(Stored items from a collection)
================
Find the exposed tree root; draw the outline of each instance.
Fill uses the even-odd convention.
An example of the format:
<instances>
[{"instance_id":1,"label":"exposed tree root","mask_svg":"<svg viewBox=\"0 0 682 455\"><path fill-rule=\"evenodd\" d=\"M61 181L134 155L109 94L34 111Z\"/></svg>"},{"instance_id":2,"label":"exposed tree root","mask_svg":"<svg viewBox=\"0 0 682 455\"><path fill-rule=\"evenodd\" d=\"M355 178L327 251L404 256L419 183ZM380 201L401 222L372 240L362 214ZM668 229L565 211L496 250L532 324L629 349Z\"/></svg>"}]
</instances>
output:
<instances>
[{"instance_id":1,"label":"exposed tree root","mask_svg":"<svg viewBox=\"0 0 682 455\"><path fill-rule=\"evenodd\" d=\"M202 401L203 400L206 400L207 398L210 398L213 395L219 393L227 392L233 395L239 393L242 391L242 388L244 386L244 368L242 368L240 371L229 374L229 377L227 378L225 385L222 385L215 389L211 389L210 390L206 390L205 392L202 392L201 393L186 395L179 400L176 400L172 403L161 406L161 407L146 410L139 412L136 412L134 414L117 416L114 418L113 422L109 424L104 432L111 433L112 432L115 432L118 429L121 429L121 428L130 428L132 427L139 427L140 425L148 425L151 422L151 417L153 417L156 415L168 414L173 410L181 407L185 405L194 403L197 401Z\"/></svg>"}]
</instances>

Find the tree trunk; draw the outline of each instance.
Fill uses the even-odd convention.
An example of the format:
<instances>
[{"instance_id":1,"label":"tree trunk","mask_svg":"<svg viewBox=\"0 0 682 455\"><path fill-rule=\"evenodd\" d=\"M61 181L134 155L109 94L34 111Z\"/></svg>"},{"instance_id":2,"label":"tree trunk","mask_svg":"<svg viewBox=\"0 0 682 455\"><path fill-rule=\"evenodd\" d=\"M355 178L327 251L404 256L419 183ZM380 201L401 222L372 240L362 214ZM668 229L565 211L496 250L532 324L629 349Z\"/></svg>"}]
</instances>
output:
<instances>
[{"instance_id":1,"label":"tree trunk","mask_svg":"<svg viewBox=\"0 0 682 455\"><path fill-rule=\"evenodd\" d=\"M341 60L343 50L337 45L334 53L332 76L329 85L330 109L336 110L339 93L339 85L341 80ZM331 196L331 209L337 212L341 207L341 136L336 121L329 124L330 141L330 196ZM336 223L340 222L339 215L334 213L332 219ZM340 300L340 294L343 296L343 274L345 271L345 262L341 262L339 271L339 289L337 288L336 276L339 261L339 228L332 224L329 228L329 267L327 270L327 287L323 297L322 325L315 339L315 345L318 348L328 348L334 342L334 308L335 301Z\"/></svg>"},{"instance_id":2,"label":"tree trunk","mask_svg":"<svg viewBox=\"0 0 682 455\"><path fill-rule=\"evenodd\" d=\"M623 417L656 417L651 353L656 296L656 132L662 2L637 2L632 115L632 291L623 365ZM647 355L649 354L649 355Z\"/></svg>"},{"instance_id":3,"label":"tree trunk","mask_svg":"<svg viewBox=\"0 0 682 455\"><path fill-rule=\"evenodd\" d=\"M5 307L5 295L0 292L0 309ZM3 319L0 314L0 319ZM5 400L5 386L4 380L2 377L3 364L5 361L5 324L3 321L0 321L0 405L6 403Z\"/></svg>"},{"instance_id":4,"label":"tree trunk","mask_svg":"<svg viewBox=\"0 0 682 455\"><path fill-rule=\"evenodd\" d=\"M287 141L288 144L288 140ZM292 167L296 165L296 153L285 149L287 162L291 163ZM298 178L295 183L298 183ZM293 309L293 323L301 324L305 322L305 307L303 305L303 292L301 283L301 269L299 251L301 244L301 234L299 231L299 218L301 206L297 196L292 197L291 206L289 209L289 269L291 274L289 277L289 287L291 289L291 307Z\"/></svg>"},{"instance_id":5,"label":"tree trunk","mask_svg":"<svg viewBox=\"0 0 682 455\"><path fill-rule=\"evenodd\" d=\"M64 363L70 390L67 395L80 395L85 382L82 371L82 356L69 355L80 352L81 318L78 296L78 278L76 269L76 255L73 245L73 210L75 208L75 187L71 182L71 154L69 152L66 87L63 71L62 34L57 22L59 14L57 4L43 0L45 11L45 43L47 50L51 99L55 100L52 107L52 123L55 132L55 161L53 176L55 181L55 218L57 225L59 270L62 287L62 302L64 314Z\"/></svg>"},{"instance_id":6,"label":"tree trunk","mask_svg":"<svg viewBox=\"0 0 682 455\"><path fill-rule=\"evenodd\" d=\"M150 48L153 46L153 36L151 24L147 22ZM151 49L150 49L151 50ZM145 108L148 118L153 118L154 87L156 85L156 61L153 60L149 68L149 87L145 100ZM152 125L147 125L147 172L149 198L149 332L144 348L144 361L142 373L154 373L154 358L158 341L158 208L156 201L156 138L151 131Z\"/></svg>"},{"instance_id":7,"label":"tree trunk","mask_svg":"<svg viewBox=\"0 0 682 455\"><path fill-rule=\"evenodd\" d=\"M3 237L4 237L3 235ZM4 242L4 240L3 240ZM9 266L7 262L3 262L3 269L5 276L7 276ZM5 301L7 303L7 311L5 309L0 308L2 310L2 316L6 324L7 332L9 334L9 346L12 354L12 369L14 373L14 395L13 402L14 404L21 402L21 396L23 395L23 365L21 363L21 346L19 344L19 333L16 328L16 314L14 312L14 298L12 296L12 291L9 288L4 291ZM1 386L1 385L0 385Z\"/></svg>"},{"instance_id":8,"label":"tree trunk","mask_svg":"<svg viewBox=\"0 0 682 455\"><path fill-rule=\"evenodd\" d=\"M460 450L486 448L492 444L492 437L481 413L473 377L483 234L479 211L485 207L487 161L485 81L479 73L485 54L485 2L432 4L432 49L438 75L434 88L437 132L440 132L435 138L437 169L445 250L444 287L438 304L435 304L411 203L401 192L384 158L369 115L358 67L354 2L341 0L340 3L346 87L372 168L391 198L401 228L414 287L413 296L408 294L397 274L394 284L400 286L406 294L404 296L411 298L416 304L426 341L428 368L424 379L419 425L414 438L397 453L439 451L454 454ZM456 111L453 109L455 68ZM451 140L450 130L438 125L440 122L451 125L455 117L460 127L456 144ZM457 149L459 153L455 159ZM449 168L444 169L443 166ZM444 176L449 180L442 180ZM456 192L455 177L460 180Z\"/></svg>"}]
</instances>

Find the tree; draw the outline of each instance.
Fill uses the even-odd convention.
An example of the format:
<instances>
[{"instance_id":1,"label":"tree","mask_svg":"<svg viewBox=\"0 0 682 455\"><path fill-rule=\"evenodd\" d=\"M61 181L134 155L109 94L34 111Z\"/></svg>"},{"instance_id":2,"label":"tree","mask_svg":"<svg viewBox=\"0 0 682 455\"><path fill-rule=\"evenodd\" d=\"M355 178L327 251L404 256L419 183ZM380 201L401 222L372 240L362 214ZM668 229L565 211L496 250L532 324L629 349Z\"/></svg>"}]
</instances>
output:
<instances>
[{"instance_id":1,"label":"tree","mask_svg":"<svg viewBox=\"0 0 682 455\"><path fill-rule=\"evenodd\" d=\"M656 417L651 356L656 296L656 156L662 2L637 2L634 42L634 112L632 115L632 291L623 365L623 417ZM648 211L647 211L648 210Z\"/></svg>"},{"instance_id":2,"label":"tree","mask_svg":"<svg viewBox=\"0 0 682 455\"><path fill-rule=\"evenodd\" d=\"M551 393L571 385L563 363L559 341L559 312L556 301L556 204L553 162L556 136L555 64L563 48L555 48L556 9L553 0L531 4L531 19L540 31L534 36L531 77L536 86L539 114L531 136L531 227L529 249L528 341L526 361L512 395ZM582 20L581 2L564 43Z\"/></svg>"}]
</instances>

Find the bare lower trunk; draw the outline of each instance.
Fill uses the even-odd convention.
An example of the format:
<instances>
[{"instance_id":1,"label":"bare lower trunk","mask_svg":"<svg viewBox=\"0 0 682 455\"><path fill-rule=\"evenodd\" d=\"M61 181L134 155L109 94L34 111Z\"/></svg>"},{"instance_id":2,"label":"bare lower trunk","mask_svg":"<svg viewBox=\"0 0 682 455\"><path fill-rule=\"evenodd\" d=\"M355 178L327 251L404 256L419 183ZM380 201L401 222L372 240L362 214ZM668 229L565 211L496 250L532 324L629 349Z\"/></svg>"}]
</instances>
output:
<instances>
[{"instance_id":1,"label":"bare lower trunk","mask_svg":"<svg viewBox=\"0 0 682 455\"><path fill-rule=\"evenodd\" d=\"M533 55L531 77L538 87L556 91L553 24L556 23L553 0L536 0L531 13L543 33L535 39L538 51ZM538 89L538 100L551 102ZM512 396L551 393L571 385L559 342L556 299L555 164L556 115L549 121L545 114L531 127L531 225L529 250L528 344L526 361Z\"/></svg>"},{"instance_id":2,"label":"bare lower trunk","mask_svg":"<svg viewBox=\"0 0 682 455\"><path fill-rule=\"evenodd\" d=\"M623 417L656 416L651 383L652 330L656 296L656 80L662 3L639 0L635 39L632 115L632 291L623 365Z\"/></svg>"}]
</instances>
================
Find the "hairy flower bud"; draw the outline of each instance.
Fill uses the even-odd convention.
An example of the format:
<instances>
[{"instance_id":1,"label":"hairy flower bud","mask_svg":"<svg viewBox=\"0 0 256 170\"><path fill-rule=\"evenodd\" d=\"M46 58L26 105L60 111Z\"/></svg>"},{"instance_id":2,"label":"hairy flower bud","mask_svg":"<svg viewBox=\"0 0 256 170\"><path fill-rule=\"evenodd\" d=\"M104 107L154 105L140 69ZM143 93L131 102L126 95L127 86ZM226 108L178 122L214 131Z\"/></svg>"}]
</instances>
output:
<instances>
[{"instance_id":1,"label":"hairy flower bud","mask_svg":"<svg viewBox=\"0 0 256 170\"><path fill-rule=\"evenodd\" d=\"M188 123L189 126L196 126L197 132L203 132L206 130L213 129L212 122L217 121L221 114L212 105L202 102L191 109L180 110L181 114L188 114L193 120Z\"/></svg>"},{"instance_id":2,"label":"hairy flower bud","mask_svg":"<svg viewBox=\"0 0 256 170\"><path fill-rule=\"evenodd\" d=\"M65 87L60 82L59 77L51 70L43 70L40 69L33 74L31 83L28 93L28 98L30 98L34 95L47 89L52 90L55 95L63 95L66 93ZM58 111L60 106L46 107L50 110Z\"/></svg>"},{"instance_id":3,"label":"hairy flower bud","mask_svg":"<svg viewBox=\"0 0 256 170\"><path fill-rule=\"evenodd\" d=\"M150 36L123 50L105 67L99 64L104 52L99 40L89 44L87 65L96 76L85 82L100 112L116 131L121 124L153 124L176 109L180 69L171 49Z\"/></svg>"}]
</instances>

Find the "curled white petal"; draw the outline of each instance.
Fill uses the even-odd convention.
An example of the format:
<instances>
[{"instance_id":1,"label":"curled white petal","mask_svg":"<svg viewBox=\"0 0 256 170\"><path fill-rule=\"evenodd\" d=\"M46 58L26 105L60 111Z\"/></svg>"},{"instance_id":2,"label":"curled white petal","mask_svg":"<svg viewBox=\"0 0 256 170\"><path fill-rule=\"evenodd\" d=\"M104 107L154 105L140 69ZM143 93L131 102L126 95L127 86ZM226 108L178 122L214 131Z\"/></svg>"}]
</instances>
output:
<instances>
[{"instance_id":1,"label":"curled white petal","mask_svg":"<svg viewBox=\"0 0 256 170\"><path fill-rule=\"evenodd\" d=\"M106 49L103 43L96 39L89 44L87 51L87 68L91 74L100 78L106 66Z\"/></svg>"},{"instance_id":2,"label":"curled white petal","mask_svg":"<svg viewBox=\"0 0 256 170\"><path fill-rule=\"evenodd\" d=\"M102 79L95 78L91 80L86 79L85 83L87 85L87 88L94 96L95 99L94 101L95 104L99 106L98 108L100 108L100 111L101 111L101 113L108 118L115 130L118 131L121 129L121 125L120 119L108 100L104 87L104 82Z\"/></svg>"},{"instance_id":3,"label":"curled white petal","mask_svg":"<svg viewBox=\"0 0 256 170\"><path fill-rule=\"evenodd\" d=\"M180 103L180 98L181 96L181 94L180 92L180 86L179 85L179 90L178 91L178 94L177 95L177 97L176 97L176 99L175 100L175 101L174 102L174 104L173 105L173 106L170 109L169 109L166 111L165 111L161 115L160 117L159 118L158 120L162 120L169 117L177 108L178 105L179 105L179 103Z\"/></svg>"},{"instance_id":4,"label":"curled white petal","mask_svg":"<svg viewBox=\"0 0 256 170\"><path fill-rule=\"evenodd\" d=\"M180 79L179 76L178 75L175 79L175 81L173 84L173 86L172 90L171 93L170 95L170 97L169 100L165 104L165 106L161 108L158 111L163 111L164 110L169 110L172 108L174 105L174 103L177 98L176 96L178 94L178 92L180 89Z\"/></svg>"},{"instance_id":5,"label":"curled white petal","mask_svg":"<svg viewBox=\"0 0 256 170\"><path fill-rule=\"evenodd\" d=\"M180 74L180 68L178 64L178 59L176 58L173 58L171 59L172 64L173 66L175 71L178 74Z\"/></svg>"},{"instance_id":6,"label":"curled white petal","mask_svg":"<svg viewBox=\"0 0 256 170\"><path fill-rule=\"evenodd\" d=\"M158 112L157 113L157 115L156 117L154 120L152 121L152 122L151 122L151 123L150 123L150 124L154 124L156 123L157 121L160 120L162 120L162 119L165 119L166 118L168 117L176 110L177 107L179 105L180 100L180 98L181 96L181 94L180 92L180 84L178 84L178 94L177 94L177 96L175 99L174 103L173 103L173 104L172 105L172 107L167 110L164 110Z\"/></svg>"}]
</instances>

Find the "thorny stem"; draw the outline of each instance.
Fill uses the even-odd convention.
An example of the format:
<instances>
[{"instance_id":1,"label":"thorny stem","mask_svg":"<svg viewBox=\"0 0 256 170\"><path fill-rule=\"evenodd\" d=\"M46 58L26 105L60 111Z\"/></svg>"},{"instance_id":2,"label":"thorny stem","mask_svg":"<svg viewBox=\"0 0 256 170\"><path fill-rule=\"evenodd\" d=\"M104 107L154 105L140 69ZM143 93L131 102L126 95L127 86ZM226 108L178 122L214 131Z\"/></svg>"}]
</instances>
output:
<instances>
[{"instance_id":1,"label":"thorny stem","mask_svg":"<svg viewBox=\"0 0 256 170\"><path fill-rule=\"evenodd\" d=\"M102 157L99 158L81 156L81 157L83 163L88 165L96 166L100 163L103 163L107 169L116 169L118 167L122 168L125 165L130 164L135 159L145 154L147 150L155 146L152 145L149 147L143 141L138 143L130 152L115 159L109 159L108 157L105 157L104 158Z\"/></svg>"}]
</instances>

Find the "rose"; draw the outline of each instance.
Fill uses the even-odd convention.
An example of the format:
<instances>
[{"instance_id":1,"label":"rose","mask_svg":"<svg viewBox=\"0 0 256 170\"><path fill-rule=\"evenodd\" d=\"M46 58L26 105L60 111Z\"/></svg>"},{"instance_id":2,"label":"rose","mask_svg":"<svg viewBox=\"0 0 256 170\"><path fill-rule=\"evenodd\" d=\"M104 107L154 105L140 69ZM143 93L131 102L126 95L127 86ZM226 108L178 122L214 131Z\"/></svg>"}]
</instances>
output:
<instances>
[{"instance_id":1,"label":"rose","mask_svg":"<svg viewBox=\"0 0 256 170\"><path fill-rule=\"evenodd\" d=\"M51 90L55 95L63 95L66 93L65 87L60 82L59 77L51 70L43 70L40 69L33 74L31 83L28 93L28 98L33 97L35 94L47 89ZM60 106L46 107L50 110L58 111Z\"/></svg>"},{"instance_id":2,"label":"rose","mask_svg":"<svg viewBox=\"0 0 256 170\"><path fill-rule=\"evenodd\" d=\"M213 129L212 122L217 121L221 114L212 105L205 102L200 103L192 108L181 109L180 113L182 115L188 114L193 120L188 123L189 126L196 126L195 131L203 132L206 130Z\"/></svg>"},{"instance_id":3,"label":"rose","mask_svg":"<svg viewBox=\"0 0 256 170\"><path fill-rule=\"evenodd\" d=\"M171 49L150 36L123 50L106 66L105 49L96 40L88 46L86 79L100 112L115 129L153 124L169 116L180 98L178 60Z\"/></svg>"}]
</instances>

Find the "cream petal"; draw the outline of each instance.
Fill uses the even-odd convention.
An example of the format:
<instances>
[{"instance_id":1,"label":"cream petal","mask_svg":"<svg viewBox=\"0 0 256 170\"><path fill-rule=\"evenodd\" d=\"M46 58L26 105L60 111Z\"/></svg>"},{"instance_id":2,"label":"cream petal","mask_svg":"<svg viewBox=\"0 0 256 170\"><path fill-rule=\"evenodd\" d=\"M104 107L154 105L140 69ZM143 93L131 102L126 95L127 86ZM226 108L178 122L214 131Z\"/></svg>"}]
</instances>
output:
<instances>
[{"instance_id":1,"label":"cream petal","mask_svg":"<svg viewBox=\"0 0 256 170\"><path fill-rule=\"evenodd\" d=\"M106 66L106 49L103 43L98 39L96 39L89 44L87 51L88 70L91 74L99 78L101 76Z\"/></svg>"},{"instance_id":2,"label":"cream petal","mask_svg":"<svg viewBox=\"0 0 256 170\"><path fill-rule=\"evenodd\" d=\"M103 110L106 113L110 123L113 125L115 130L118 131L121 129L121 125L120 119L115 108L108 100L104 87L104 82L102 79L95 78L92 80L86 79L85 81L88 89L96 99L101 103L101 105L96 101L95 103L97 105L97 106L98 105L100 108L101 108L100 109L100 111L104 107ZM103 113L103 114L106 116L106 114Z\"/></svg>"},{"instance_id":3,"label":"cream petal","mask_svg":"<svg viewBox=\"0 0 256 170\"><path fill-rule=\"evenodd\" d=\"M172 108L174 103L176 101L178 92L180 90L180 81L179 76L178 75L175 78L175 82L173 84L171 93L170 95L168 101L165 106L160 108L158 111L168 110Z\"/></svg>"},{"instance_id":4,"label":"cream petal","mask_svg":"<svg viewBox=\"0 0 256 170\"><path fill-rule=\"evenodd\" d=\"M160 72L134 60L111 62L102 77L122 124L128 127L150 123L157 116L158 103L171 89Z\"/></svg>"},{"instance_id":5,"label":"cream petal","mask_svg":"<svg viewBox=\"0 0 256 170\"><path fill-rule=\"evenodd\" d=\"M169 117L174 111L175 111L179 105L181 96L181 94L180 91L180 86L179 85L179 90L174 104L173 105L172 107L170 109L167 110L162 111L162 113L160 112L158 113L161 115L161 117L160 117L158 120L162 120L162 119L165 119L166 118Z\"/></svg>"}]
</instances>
================
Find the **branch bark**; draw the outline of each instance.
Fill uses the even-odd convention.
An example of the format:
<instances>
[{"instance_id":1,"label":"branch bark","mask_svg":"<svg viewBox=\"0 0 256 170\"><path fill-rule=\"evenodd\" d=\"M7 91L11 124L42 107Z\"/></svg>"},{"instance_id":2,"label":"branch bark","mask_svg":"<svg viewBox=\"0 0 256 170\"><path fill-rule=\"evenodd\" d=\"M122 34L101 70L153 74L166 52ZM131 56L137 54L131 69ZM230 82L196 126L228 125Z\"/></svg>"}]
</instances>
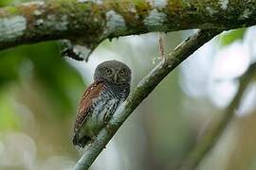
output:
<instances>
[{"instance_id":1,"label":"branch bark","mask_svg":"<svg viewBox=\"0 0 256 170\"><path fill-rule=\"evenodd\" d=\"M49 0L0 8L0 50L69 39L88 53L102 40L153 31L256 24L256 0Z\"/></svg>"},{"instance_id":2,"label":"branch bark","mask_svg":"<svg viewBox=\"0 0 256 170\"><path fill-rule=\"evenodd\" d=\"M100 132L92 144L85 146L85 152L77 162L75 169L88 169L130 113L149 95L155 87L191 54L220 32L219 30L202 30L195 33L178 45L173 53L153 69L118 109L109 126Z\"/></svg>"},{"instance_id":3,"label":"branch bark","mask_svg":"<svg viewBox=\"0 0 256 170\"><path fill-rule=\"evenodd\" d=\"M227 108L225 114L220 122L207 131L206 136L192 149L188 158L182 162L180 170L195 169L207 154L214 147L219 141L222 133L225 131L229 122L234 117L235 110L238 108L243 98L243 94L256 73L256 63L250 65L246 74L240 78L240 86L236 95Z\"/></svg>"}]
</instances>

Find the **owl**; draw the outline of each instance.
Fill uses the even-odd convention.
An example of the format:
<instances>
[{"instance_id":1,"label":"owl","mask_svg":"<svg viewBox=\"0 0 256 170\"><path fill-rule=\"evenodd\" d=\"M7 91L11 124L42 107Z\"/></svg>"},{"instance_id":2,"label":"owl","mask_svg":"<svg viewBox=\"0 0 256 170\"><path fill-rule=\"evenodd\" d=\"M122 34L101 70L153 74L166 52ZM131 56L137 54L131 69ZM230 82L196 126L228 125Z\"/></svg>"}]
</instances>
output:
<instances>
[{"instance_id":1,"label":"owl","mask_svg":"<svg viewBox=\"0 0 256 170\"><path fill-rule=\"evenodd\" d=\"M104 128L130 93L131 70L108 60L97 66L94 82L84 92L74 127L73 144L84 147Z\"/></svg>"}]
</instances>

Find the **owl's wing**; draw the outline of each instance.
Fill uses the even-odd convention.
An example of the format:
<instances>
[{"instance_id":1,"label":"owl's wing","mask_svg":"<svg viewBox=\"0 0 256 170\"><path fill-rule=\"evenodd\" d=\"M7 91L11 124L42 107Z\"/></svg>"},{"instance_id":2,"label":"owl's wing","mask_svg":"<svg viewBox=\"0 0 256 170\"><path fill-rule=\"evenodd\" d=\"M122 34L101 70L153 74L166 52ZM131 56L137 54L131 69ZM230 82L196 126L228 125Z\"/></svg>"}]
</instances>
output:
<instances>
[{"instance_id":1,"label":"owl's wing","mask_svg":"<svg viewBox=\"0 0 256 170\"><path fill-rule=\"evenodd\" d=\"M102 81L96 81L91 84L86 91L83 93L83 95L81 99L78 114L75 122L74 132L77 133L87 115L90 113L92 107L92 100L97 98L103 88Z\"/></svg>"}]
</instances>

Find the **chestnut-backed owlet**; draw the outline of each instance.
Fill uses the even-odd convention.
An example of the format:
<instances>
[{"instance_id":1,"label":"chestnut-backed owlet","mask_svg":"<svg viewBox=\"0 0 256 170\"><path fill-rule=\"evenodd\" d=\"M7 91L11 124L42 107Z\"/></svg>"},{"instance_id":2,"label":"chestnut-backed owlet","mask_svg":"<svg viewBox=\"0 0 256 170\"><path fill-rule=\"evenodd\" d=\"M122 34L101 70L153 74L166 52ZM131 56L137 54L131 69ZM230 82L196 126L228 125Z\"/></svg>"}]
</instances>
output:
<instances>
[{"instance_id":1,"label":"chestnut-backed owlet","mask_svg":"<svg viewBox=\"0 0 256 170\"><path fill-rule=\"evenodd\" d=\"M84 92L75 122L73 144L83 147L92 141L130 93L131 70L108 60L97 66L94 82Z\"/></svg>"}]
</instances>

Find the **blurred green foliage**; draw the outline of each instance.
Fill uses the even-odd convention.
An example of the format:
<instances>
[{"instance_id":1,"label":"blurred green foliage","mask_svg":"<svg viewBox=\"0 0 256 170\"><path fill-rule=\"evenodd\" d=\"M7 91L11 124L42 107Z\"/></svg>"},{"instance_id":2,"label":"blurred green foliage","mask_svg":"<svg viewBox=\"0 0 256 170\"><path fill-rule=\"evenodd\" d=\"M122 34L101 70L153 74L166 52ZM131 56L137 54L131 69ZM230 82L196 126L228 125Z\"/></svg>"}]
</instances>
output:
================
EXERCISE TASK: Identify every line in the data above that contains the string "wing", and copy each of those lines. Matching is case-sensitive.

ANSWER TO THIS PROBLEM:
Find the **owl's wing**; draw the outline of each instance.
[{"instance_id":1,"label":"owl's wing","mask_svg":"<svg viewBox=\"0 0 256 170\"><path fill-rule=\"evenodd\" d=\"M7 91L11 124L42 107Z\"/></svg>"},{"instance_id":2,"label":"owl's wing","mask_svg":"<svg viewBox=\"0 0 256 170\"><path fill-rule=\"evenodd\" d=\"M122 34L101 70L153 74L166 52ZM131 56L137 54L131 69ZM230 82L196 126L228 125Z\"/></svg>"}]
[{"instance_id":1,"label":"owl's wing","mask_svg":"<svg viewBox=\"0 0 256 170\"><path fill-rule=\"evenodd\" d=\"M102 81L96 81L91 84L86 91L83 93L83 95L81 99L78 114L75 122L74 132L77 133L87 115L90 113L92 107L92 100L97 98L103 88Z\"/></svg>"}]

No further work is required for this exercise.